The records that follow are to be printed exactly, with no images.

Region pointing data:

____________________

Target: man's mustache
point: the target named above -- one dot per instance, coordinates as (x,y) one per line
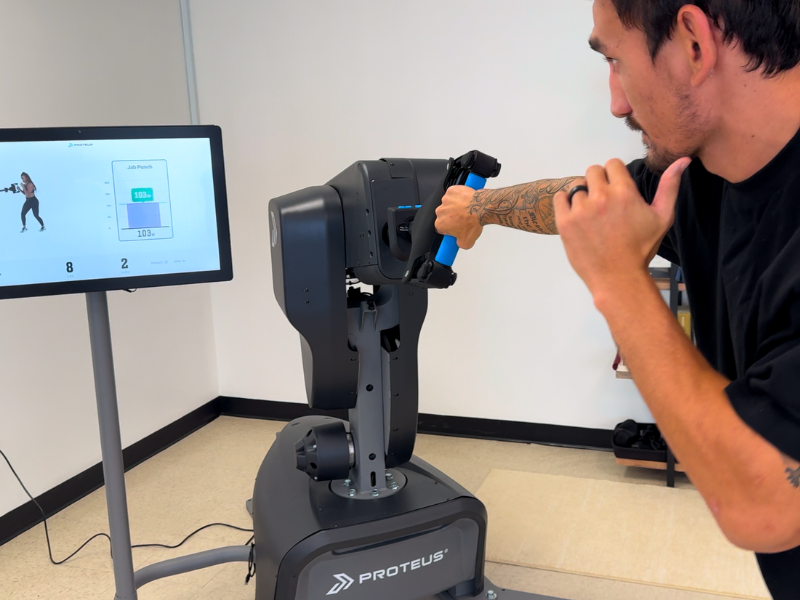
(633,124)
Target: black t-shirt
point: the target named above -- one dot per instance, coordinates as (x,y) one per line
(739,247)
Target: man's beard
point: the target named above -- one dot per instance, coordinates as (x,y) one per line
(690,123)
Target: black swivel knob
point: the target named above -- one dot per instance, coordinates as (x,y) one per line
(324,453)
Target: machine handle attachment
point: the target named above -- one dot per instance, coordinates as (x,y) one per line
(432,254)
(449,247)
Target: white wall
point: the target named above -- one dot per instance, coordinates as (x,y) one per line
(303,89)
(93,62)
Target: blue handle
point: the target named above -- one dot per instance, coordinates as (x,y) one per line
(449,247)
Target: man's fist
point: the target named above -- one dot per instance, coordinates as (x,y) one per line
(458,217)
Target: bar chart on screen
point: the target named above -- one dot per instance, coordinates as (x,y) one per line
(144,209)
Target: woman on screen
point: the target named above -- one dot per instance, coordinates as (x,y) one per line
(31,201)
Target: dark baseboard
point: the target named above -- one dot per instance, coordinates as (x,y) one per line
(52,501)
(26,516)
(488,429)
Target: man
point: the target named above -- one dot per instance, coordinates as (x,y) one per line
(716,84)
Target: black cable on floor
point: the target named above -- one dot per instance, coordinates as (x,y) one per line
(105,535)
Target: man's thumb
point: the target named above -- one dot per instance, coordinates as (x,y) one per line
(667,193)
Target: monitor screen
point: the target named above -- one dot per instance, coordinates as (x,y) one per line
(98,209)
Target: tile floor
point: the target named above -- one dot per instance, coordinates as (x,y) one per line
(208,476)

____________________

Result:
Target: man's mustache
point: the target named above -- one dot per instance, coordinates as (x,y) one per line
(633,124)
Target: black t-shirt
point: the target named above -- one dot per instance, coordinates as (x,y) one per line
(739,247)
Target: man's beard
point: the target named above -- one dot per instance, coordinates as (x,y) one per line
(690,123)
Target: black swivel knob
point: the target named above -- one dot per instance, coordinates as (x,y) one per line
(324,453)
Target: machine handle attachment
point: the target named above -- one dot per instance, coordinates as (x,y) one per line
(432,254)
(449,247)
Target: white wall
point: the target named above -- one dot per instance, coordinates as (x,y) one per line
(303,89)
(93,62)
Target: blue handle
point: the target named above -- one dot per instance, coordinates as (x,y) one per line
(449,247)
Target: man's fist
point: the target named above -- one dot per instance, coordinates as (x,y) one per line
(458,217)
Target: bar chart on screen
point: the target named above -- one dot per instance, coordinates as (x,y) one per line
(144,209)
Target: woman on screen
point: the target named above -- one dot per instance, coordinates as (x,y) one per line
(31,201)
Target: dark baseboard
point: the target named above -- one dot per instance, coordinates as (x,y) one per line
(52,501)
(26,516)
(488,429)
Target: man
point: the target named above -- one dot per instance, coordinates as (x,y) one per line
(716,84)
Target: black cable on floor
point: the target named above -- one dot per instance, coordinates as (x,y) one per line
(105,535)
Target: man's thumb
point: the target named above -- one dot per instance, coordinates as (x,y) one per line
(667,193)
Target: monitor screen
point: the target named above -- one dot per instance, coordinates as (x,y) one per line
(98,209)
Target: tile floor
point: the target named above -- one dot per instance, coordinates as (x,y) one per line
(208,476)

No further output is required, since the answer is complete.